> [ПОКАЗАННЫЙ ТЕКСТ]
------------

Она ехала в машине с пятилетней дочкой, и ей пришла идея включить радиостанцию с классической музыкой. В их семье никогда не слушали классику, поэтому ей было любопытно, как отреагирует дочь.

«Ты знаешь, что это за музыка?» – спросила женщина через несколько минут.

Дочка кивнула.

«Правда? – удивилась женщина. – Тогда какая же это музыка?»

«Это красивая музыка», – ответил ребенок.

Эта история меня отрезвила. Она столкнула меня с фактом: что-то в моей жизни было ужасно неправильно. Что-то, кроме того, что я была не в состоянии радоваться за мужчину, которого я вроде как любила. Я уже и забыла, какой мне казалась эта музыка, когда я была ребенком, – когда это была не «классическая» музыка, а просто часть (моя любимая часть) богатого полотна звуков, которые определили мое детство. Я забыла, что это была не только моя работа и что у меня это хорошо получалось. Это было то, что я любила.

Поэтому я написала эту книгу

Это единственный правдивый ключевой момент истории о том, почему я стала скрипачкой, которую рассказывают мои родители. (Это правда, обернутая в ложь, обернутую в правду, – как турдакен[7]). Я люблю эту музыку. Я любила ее, когда срывала голосовые связки в два года. Я любила ее тем вечером в Монреале в возрасте двадцати четырех. Мне понадобилась пощечина от пятилетней девочки, чтобы напомнить об этом чувстве.

После пощечины я осознала, что оказалась в той же лодке, что и многие другие люди. Так же как я позволила своим профессиональным разочарованиям испортить и определить мои отношения с классической музыкой, так и потенциальные слушатели позволили предрассудкам и культурному багажу этого жанра определить их отношения с музыкой. Все мы позволили нашим токсичным ассоциациям с индустрией разрушить этот элемент возвышенности, красноречия и красоты душераздирающих звуков, которые запечатлели общечеловеческий опыт. Это поразительно трагичное и в то же время глупое осознание.

Желание избежать этой ошибки и предостеречь вас от нее привело меня к написанию этой книги.

Я хочу, чтобы каждый мог услышать эту музыку так, как та маленькая франко-канадская девочка. Так, как я ее однажды слышала и теперь слышу снова. Другими словами, я хочу, чтобы люди слышали классику такой, какая она есть: красивой.

Глава 1
Классической музыки не существует
Очень предвзятый обзор 1400 лет в истории музыки

В детстве я рисковала потерять слух – настолько я была готова пойти на все, лишь бы полежать под фортепиано папы, когда он играл «Гольдберг-вариации» Баха. Это было до того, как я посмотрела «Молчание ягнят»[8].

Это было и до того, как я узнала про арию Царицы ночи и заработала певческие узелки. И до того, как начала заниматься скрипкой. Я была похожа на ту маленькую девочку из Монреаля: тогда Бах для меня был просто красивой музыкой, а мои уши были чем-то большим, чем восторженно впитывающие губки.

------------

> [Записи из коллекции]
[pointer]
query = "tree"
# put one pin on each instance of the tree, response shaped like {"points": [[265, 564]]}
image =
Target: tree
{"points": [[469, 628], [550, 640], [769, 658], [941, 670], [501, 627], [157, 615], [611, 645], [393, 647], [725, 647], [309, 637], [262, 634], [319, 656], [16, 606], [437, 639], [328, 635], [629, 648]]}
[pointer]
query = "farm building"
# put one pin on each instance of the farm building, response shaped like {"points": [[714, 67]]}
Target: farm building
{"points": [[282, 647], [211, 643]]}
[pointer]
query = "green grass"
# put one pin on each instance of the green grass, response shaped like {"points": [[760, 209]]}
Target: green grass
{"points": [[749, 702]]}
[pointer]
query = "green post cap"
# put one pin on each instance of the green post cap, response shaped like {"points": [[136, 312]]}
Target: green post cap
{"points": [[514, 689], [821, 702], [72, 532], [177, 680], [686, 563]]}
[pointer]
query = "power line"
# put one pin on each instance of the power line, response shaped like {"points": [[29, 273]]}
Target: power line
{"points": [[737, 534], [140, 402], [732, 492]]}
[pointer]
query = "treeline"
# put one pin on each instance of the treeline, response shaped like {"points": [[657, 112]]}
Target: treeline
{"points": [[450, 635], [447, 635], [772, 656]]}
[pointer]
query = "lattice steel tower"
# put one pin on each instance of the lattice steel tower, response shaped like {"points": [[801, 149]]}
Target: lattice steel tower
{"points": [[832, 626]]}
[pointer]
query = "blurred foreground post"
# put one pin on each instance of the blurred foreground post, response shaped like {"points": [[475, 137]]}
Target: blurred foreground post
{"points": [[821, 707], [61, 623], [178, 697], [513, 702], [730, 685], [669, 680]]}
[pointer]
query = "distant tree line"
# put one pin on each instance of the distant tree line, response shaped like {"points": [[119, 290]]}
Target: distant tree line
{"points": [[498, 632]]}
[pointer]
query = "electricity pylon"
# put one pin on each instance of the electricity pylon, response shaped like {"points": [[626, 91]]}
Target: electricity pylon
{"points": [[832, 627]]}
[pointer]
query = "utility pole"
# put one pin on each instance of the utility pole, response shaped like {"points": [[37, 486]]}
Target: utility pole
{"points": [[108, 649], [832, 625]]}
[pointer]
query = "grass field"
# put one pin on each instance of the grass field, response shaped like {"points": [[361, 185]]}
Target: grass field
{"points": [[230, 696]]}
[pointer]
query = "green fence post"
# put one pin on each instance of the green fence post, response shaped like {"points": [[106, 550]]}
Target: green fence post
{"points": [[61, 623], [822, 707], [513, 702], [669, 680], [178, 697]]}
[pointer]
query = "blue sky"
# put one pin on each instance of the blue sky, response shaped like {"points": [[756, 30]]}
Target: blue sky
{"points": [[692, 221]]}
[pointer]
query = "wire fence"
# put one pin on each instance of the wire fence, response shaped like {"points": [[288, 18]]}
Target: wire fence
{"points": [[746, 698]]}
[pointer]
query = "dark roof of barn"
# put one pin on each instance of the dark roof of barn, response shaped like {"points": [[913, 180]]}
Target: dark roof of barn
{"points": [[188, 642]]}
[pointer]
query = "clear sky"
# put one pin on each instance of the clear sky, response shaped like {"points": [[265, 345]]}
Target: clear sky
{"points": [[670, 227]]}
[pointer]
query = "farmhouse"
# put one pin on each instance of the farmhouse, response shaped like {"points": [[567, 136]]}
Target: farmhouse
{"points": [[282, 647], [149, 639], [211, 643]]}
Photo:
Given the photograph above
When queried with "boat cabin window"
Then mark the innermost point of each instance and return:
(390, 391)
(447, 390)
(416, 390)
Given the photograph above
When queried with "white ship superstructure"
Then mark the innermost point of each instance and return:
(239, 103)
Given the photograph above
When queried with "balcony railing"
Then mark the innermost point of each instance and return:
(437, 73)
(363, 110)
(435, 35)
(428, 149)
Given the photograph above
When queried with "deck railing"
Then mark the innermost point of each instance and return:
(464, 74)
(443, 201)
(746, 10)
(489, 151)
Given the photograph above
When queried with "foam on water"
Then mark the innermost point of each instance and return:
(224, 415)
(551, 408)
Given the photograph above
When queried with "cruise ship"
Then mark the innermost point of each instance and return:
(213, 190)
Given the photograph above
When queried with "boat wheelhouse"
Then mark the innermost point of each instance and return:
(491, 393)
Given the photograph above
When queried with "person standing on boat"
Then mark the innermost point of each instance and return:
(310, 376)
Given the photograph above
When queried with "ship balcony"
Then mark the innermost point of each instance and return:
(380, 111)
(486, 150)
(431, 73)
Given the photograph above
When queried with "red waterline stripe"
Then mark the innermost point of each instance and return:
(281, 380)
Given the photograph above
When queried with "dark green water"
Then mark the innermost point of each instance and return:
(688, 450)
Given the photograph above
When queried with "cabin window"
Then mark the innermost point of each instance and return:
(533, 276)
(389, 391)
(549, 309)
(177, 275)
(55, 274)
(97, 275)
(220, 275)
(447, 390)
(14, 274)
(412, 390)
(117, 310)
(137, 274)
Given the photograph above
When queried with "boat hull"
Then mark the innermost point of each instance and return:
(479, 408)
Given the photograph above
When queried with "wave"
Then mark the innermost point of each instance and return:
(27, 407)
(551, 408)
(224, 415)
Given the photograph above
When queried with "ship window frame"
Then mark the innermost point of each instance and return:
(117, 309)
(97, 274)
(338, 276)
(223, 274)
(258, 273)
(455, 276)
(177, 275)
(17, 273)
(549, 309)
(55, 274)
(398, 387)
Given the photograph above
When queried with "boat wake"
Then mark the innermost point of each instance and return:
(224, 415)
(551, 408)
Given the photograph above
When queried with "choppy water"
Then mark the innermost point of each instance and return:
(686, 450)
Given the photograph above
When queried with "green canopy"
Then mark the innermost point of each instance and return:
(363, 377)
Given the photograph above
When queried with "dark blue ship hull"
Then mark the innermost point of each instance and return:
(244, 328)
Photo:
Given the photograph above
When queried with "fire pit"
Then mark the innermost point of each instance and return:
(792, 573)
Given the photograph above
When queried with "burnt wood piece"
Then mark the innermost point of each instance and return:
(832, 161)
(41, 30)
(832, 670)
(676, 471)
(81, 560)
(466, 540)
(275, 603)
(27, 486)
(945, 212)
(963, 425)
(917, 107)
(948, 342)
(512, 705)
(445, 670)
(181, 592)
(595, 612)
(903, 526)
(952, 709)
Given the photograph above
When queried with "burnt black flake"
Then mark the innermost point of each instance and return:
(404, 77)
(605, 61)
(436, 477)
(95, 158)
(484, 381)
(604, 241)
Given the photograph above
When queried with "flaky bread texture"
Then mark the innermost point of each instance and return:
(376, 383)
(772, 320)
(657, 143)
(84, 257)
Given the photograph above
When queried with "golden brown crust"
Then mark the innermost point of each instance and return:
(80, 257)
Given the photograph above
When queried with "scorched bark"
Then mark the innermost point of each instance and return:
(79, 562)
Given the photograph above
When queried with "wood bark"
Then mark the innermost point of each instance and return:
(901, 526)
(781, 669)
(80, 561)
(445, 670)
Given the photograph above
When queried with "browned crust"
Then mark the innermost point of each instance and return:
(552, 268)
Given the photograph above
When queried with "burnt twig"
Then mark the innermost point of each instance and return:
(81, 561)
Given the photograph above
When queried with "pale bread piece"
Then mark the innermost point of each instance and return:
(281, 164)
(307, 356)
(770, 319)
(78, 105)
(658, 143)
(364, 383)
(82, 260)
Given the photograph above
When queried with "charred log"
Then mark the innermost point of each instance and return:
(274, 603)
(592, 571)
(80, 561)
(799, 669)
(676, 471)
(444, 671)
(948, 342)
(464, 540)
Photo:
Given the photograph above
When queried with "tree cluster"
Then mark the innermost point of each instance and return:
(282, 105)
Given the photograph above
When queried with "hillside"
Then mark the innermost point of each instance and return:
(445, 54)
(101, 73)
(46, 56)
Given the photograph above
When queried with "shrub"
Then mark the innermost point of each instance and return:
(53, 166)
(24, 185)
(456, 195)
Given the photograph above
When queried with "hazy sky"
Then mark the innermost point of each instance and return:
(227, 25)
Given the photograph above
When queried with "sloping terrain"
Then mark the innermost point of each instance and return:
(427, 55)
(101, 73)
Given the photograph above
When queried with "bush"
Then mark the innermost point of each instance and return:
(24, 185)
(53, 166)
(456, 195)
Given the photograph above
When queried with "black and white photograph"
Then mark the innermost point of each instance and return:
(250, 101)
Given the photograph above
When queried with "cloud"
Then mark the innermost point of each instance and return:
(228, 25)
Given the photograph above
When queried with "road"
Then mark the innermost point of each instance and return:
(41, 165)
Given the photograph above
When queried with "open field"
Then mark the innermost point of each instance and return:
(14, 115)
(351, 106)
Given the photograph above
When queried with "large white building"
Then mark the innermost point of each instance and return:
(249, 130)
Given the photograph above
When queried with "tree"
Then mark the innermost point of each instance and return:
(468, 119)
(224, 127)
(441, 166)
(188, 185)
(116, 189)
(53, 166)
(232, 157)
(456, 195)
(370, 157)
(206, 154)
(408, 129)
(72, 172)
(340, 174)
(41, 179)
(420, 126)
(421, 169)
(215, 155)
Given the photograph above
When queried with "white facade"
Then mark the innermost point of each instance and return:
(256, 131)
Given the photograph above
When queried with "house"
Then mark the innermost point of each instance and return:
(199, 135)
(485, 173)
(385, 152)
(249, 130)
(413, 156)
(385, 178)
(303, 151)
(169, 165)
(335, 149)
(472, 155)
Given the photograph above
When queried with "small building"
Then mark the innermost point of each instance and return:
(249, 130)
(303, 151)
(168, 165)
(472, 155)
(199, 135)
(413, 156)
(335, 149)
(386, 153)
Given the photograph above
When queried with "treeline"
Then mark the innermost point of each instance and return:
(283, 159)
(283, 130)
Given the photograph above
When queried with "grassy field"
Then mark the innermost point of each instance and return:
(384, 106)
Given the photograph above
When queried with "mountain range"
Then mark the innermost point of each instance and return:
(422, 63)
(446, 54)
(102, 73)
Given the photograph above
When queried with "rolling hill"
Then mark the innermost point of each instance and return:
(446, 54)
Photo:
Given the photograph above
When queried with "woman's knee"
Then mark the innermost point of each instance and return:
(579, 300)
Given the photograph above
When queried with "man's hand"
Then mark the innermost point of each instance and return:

------------

> [ЦЕЛЬ УПРАЖНЕНИЯ] Повторите без изменений фрагмент текста о классической музыке: начните со слов «После пощечины я» и остановитесь после слов «написанию этой книги.».

> [ОТВЕТ]
После пощечины я осознала, что оказалась в той же лодке, что и многие другие люди. Так же как я позволила своим профессиональным разочарованиям испортить и определить мои отношения с классической музыкой, так и потенциальные слушатели позволили предрассудкам и культурному багажу этого жанра определить их отношения с музыкой. Все мы позволили нашим токсичным ассоциациям с индустрией разрушить этот элемент возвышенности, красноречия и красоты душераздирающих звуков, которые запечатлели общечеловеческий опыт. Это поразительно трагичное и в то же время глупое осознание.

Желание избежать этой ошибки и предостеречь вас от нее привело меня к написанию этой книги.